• **PROBLEM TO SOLVE**
Please copy each line of the records below that includes the word "leafy".

(Natural language region descriptions)
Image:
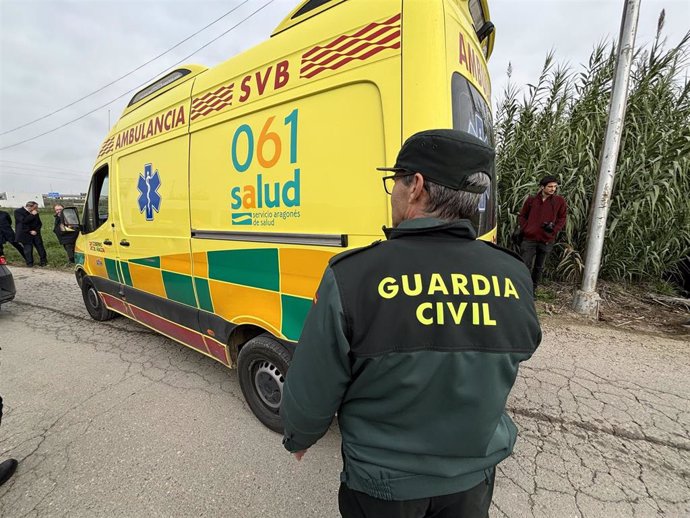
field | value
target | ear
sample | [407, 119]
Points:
[417, 187]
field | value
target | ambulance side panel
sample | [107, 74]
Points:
[283, 168]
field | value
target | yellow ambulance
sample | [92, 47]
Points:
[221, 193]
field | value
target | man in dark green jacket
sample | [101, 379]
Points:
[415, 342]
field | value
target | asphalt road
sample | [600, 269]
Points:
[111, 419]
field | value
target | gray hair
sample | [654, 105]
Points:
[448, 204]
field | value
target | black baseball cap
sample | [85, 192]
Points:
[548, 179]
[446, 157]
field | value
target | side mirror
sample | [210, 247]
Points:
[70, 218]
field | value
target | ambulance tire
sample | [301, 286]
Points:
[262, 365]
[94, 303]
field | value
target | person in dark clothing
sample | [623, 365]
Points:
[8, 467]
[541, 218]
[28, 227]
[7, 235]
[415, 342]
[66, 236]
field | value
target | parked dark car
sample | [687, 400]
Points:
[7, 289]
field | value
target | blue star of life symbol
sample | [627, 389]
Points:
[149, 199]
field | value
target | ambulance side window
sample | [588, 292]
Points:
[473, 115]
[96, 208]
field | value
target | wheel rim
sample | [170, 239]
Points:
[92, 296]
[268, 383]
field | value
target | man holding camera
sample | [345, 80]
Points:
[542, 217]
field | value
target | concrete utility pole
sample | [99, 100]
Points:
[586, 300]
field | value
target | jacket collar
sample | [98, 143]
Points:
[460, 228]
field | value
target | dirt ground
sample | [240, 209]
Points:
[628, 307]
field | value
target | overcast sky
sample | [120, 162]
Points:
[53, 52]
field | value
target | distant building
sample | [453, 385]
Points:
[18, 199]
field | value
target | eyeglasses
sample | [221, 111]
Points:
[389, 181]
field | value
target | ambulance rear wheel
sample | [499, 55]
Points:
[94, 303]
[262, 365]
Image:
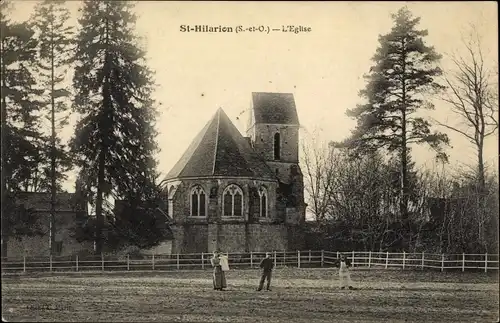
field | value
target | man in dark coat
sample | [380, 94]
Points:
[267, 266]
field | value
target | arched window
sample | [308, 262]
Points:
[198, 201]
[232, 201]
[263, 202]
[277, 147]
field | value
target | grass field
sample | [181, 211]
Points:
[298, 295]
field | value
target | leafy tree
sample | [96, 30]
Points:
[19, 117]
[115, 136]
[141, 222]
[54, 44]
[403, 73]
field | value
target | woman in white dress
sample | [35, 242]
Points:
[344, 276]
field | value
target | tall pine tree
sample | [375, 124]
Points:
[403, 73]
[21, 135]
[54, 44]
[115, 137]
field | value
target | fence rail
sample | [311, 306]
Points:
[299, 259]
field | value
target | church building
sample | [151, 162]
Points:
[238, 193]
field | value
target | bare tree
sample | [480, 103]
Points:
[473, 96]
[318, 160]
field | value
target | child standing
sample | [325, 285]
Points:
[344, 276]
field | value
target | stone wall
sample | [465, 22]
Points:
[38, 246]
[289, 137]
[234, 237]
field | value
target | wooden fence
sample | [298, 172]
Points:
[299, 259]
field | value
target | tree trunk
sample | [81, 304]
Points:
[52, 156]
[5, 212]
[99, 203]
[403, 207]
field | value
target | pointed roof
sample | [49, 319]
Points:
[274, 108]
[219, 149]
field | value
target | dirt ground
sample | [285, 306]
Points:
[298, 295]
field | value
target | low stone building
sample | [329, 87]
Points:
[66, 220]
[236, 193]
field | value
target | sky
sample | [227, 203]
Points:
[196, 73]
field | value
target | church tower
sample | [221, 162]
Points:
[274, 132]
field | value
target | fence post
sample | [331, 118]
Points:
[463, 261]
[486, 262]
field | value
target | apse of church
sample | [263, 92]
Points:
[237, 193]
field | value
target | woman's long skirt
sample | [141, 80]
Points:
[219, 278]
[345, 278]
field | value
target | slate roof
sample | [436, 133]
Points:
[277, 108]
[220, 150]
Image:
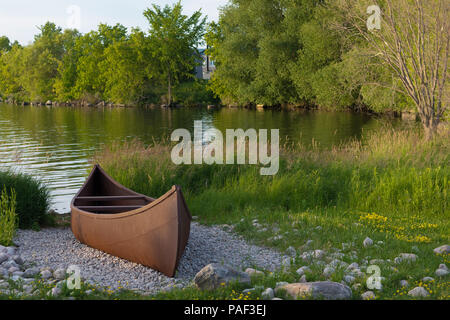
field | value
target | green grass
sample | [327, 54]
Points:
[32, 199]
[392, 187]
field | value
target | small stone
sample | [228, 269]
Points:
[328, 271]
[18, 259]
[352, 266]
[376, 261]
[406, 257]
[308, 243]
[248, 291]
[367, 242]
[31, 273]
[445, 249]
[281, 284]
[301, 271]
[13, 269]
[349, 279]
[59, 274]
[418, 292]
[268, 294]
[286, 263]
[368, 295]
[253, 272]
[16, 278]
[322, 289]
[319, 254]
[291, 252]
[56, 291]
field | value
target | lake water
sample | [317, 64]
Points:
[57, 143]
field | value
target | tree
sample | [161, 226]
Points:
[174, 38]
[91, 64]
[414, 43]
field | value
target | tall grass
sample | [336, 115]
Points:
[396, 171]
[8, 217]
[33, 198]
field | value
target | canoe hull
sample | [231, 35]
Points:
[154, 235]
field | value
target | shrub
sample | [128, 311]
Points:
[8, 217]
[32, 202]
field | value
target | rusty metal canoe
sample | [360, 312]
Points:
[111, 218]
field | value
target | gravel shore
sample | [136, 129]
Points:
[58, 248]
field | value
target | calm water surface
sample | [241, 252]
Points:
[57, 143]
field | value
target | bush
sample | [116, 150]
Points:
[8, 217]
[32, 201]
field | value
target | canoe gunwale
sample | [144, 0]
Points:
[144, 209]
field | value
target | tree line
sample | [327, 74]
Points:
[267, 52]
[108, 64]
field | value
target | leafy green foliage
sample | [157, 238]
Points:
[109, 64]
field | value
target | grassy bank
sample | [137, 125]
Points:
[32, 199]
[392, 187]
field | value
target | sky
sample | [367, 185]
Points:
[19, 19]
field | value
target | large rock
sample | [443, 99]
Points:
[215, 275]
[445, 249]
[3, 257]
[418, 292]
[322, 289]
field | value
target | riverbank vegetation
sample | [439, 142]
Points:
[110, 64]
[273, 53]
[32, 199]
[323, 53]
[392, 187]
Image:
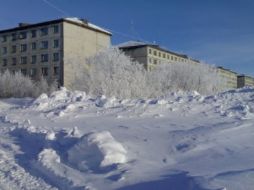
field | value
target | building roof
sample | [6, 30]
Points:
[138, 44]
[222, 68]
[73, 20]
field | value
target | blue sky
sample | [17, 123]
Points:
[219, 32]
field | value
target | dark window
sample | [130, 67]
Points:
[5, 62]
[44, 58]
[13, 49]
[14, 36]
[56, 29]
[23, 71]
[56, 43]
[23, 60]
[56, 57]
[56, 70]
[34, 59]
[14, 61]
[33, 32]
[4, 38]
[34, 46]
[22, 35]
[44, 31]
[23, 47]
[33, 72]
[44, 45]
[44, 71]
[4, 50]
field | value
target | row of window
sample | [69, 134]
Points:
[33, 46]
[165, 55]
[33, 33]
[24, 59]
[33, 71]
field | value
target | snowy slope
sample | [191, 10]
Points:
[72, 141]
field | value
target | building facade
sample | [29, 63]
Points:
[49, 49]
[243, 80]
[229, 76]
[150, 54]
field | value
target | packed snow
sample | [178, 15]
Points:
[69, 140]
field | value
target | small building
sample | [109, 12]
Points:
[229, 76]
[151, 54]
[243, 80]
[50, 48]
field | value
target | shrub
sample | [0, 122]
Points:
[18, 86]
[112, 73]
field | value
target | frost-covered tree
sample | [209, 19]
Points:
[17, 85]
[112, 73]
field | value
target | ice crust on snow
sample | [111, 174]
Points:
[210, 137]
[97, 150]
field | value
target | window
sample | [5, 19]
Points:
[33, 32]
[44, 45]
[4, 50]
[56, 57]
[44, 71]
[14, 36]
[22, 35]
[56, 70]
[44, 31]
[56, 43]
[44, 58]
[5, 62]
[13, 49]
[4, 38]
[34, 59]
[56, 29]
[23, 71]
[14, 61]
[23, 47]
[33, 72]
[23, 60]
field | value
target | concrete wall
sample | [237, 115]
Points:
[79, 44]
[50, 37]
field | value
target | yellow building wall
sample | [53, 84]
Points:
[80, 43]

• **RESPONSE BOX**
target | leafy tree
target | leafy green foliage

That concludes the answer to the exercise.